Exercise data
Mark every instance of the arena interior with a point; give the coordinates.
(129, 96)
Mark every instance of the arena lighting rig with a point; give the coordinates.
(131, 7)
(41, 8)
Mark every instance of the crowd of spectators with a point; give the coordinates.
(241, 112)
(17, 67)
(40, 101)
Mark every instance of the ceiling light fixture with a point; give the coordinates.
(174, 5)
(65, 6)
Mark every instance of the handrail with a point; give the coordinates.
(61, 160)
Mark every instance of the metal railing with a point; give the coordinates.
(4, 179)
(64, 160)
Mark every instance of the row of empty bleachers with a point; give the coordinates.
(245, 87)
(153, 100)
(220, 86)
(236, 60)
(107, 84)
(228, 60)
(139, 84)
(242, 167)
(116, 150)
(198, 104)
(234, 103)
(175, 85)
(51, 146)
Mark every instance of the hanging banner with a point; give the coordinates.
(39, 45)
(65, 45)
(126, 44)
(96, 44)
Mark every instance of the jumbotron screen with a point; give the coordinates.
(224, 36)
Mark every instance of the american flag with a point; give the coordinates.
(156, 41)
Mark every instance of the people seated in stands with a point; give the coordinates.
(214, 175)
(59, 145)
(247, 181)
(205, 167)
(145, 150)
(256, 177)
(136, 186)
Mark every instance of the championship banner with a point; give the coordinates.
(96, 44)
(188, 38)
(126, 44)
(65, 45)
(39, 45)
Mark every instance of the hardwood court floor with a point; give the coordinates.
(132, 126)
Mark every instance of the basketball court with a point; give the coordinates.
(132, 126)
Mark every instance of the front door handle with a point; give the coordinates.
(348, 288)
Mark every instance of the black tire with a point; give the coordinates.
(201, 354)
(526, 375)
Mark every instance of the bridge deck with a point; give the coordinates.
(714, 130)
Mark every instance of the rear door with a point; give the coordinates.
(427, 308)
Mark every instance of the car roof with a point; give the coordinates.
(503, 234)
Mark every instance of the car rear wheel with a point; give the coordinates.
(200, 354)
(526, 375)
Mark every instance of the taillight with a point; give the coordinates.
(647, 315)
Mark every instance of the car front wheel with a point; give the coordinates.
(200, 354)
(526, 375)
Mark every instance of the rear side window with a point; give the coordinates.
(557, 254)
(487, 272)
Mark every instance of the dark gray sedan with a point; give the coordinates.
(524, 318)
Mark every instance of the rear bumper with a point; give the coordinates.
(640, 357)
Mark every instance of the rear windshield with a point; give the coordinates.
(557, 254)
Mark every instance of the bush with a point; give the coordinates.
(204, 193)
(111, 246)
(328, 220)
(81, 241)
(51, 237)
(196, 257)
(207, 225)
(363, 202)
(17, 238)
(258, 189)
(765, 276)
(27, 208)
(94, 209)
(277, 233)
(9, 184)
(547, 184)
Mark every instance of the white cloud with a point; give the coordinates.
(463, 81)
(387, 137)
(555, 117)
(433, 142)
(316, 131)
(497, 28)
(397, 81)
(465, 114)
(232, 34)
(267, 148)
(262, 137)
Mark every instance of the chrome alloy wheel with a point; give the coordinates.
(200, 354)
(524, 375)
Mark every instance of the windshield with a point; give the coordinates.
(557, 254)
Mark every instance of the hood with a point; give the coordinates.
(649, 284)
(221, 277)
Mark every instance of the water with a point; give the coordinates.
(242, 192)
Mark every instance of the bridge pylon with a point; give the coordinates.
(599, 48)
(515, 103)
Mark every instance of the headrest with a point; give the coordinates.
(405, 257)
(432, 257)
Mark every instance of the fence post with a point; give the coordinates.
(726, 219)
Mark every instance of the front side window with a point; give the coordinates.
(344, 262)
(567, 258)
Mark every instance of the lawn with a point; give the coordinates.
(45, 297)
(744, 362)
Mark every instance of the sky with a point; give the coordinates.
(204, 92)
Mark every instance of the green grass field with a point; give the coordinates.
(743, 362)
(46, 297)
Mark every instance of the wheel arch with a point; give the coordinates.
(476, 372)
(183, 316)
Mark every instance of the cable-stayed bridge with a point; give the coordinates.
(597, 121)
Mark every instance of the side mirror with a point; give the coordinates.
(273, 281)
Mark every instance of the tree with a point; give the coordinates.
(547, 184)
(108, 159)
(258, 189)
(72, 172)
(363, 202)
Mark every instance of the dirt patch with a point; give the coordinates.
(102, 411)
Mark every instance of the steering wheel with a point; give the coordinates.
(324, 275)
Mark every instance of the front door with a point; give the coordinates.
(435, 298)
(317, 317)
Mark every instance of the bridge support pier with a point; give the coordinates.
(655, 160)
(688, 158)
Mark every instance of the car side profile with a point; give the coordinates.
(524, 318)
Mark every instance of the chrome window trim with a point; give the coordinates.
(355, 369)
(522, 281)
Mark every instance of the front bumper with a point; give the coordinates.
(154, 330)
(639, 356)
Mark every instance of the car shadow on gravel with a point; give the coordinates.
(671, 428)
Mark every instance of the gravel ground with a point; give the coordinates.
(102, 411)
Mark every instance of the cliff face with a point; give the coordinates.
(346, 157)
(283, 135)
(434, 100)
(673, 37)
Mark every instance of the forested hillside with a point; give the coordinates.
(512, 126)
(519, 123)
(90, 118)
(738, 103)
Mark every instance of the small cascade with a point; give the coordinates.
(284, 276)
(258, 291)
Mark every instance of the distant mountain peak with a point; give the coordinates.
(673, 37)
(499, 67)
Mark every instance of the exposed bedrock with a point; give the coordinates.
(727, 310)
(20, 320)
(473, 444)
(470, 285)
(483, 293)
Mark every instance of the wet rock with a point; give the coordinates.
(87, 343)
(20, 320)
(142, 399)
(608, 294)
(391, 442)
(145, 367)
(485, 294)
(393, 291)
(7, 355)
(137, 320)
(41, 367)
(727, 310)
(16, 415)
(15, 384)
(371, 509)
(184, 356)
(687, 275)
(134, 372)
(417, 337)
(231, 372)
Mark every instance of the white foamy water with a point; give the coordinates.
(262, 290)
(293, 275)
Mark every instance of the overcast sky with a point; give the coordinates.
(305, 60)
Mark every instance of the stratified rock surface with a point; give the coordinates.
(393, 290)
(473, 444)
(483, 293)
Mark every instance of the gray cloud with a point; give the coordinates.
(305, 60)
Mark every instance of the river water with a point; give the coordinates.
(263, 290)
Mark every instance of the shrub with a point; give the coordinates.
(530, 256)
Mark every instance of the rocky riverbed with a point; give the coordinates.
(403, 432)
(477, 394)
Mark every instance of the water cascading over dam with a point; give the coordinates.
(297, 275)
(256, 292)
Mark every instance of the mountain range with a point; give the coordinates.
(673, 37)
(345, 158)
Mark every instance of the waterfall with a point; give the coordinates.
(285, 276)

Your instructions
Print the data in full. Match it exactly.

Exercise output
Mark every instance of the arena interior with a point; give the coordinates.
(129, 96)
Mark every instance of the arena lighting rig with a point; give the coordinates.
(131, 7)
(41, 8)
Mark every instance of the crowd of spectators with a point; give the coordinates.
(241, 112)
(17, 67)
(40, 101)
Mark every instance of the ceiling light fixture with a point; give the coordinates.
(174, 5)
(65, 6)
Mark every instance of the handrail with a point; give the coordinates.
(61, 160)
Mark every instance of the metal railing with a point; give the coordinates.
(4, 179)
(64, 160)
Mark every instance of the row of empty bleachers with a point; give the coordinates.
(245, 87)
(153, 100)
(220, 86)
(236, 60)
(107, 84)
(228, 60)
(139, 84)
(242, 167)
(116, 150)
(198, 104)
(234, 103)
(175, 85)
(51, 146)
Mark every instance of the hanging banner with a point; give the coordinates.
(39, 45)
(65, 45)
(126, 44)
(96, 44)
Mark every instance of the jumbotron screen with a point; give the coordinates.
(224, 36)
Mark every instance of the american flag with a point; give the coordinates.
(156, 41)
Mark every instance of the people seated in stands with a point; give the coordinates.
(214, 175)
(59, 145)
(247, 181)
(205, 167)
(145, 150)
(256, 177)
(136, 186)
Mark every instance of the championship banner with a point; give the coordinates.
(96, 44)
(188, 38)
(126, 44)
(65, 45)
(39, 45)
Mark every instance of the hardwood court floor with a point; give the coordinates.
(132, 126)
Mark every instance of the basketball court with a point; give the coordinates.
(132, 126)
Mark every instance of the front door handle with a point; give the coordinates.
(348, 288)
Mark every instance of the black tire with a point; give the coordinates.
(201, 354)
(526, 375)
Mark every instance of the bridge deck with a point; give the coordinates.
(714, 130)
Mark every instance of the rear door with a point; give the coordinates.
(427, 308)
Mark every instance of the car roof with a point; give the coordinates.
(503, 234)
Mark every instance of the car rear wheel with a point; give the coordinates.
(200, 354)
(526, 375)
Mark every instance of the taillight with a point; give the coordinates.
(647, 315)
Mark every instance of the car front wheel with a point; give the coordinates.
(200, 354)
(526, 375)
Mark every instance of the rear side window with a point; give the coordinates.
(557, 254)
(487, 272)
Mark every instance of the dark gray sedan with a point; give the coordinates.
(524, 318)
Mark every instance of the rear bumper with a point; give the coordinates.
(640, 357)
Mark every instance of the rear windshield with a point; give the coordinates.
(557, 254)
Mark every instance of the bush with a point; give the coordinates.
(204, 193)
(111, 246)
(328, 220)
(81, 241)
(51, 237)
(196, 257)
(207, 225)
(363, 202)
(17, 238)
(258, 189)
(765, 276)
(27, 208)
(94, 209)
(277, 233)
(9, 184)
(547, 184)
Mark every instance of the white cloud with a point; give the coordinates.
(463, 81)
(387, 137)
(555, 117)
(433, 142)
(316, 131)
(497, 28)
(397, 81)
(465, 114)
(232, 34)
(267, 148)
(262, 137)
Mark every instance of the chrome alloy wheel with a point; give the coordinates.
(200, 354)
(524, 375)
Mark every instance of the windshield with a point; give the coordinates.
(557, 254)
Mark every instance of the hood with a point; give the coordinates.
(649, 284)
(221, 277)
Mark every instance of the water with a point; give the coordinates.
(242, 192)
Mark every instance of the bridge pylon with a point; give the coordinates.
(599, 48)
(515, 103)
Mark every instance of the headrest with a point; give the coordinates.
(405, 257)
(432, 257)
Mark every instance of the fence post with a point; give the coordinates.
(726, 219)
Mark every instance of the front side window with a point; give the coordinates.
(344, 262)
(567, 258)
Mark every instance of the lawn with a point; give the coordinates.
(45, 297)
(744, 362)
Mark every instance of the sky with a point; give the coordinates.
(204, 92)
Mark every instance of the green grass field with a point; give the coordinates.
(743, 362)
(46, 297)
Mark every instance of the wheel arch with a point; give the coordinates.
(476, 372)
(183, 316)
Mark every instance of the cable-stayed bridge with a point; give the coordinates.
(597, 121)
Mark every instance of the side mirror with a point; give the coordinates.
(273, 281)
Mark every instance of the tree with a point; give the coordinates.
(547, 184)
(108, 159)
(258, 189)
(72, 172)
(363, 202)
Mark every instance of the dirt patch with a point; give the coordinates.
(102, 411)
Mark every instance of the steering wheel with a point; give the coordinates.
(324, 275)
Mark every instance of the front door with a point; give the coordinates.
(435, 298)
(317, 317)
Mark every instance of the bridge support pier with a point; give the coordinates.
(655, 160)
(688, 158)
Mark every instance of the car side profile with a point; give the coordinates.
(524, 318)
Mark every instance of the chrome window trim with a point; give the coordinates.
(355, 369)
(522, 281)
Mark every instance of the front bumper with a point; give the coordinates.
(154, 330)
(639, 356)
Mark every instance of the car shadow on gravel with a point; give the coordinates.
(671, 428)
Mark every instance of the gravel ground with a point; give the coordinates.
(102, 411)
Mark every instance of the cliff face with a point; give the coordinates.
(346, 157)
(283, 135)
(434, 100)
(673, 37)
Mark every instance of the forested hillside with a point; give the coordinates.
(512, 126)
(519, 123)
(90, 118)
(738, 103)
Mark every instance of the small cascade with a point; give the coordinates.
(284, 276)
(258, 291)
Mark every instance of the distant mountain peak with a point; give the coordinates.
(673, 37)
(499, 67)
Mark every instance of the exposed bedrock with a point; give the coordinates.
(727, 310)
(20, 320)
(473, 444)
(470, 285)
(483, 293)
Mark every instance of the wet rock with a point; give the coordinates.
(87, 343)
(20, 320)
(142, 399)
(608, 294)
(391, 442)
(145, 367)
(485, 294)
(393, 291)
(7, 355)
(137, 320)
(41, 367)
(727, 310)
(16, 415)
(15, 384)
(371, 509)
(184, 356)
(687, 275)
(134, 372)
(417, 337)
(231, 372)
Mark every instance of the white foamy water with a point; give the coordinates.
(262, 290)
(293, 275)
Mark every instance of the overcast sky with a point; give the coordinates.
(305, 60)
Mark every instance of the stratified rock surface with a point; give the coordinates.
(393, 290)
(473, 444)
(483, 293)
Mark every instance of the gray cloud with a point; give the coordinates.
(305, 60)
Mark every instance of the river water with a point; give the coordinates.
(263, 290)
Mark every instance of the shrub with a point; give the coordinates.
(530, 256)
Mark every instance of the rocky riverbed with a point; give the coordinates.
(403, 432)
(477, 394)
Mark every instance of the water cascading over dam with a point; give the coordinates.
(297, 275)
(256, 292)
Mark every instance of the mountain range with a point; give the coordinates.
(673, 37)
(345, 158)
Mark every instance of the waterfall with a point; give the coordinates.
(285, 276)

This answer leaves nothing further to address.